Task details → Gather each line from the rows that follow which contains the word "below", and copy those lines in full.

-- begin Material shown --

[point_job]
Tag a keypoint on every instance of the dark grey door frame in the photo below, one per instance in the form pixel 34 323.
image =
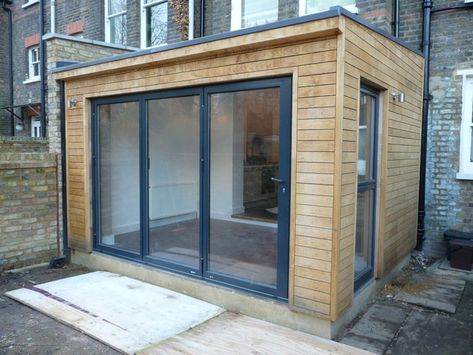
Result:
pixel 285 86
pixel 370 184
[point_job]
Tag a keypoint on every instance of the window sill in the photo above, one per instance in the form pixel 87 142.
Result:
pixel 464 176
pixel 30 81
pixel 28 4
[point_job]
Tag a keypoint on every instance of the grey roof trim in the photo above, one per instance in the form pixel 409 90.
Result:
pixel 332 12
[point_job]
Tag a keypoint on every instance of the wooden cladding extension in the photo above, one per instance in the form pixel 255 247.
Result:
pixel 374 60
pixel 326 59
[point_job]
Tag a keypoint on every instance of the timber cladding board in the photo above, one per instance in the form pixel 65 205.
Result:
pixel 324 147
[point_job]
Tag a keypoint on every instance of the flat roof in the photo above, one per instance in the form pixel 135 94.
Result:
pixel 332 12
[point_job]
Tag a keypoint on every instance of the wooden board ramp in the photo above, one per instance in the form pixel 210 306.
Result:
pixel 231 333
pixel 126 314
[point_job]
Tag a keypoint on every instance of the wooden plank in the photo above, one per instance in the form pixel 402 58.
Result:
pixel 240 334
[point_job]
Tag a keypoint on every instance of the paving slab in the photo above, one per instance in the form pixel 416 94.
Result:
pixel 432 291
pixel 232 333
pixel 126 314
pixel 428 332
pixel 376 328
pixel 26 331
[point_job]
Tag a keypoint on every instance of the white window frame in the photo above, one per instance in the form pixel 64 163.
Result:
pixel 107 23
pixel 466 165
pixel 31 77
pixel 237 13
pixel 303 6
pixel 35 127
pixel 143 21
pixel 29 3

-- end Material shown --
-- begin Material shown --

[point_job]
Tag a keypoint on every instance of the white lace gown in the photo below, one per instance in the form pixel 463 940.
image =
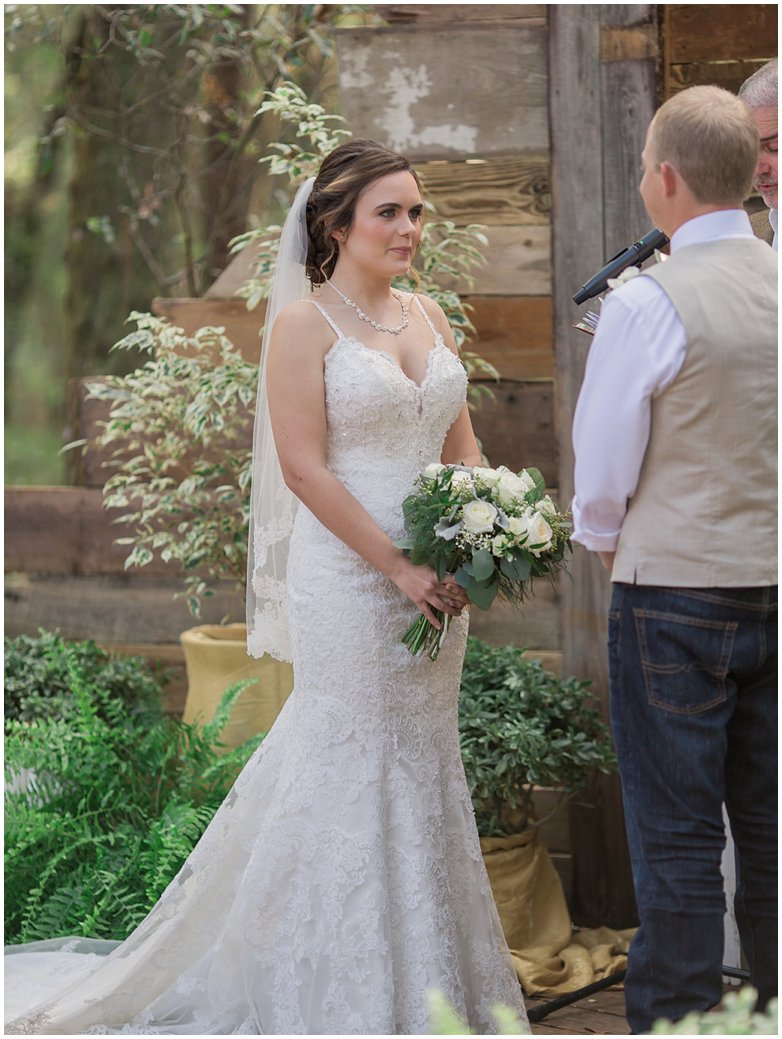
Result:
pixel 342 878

-- end Material shown --

Solution to this task →
Tag a keypoint on every instance of the dark grey door frame in the photo below, one per instance in the form pixel 34 323.
Tag a keypoint on every instance of the white lace gown in the photo below, one per instance in the form pixel 463 940.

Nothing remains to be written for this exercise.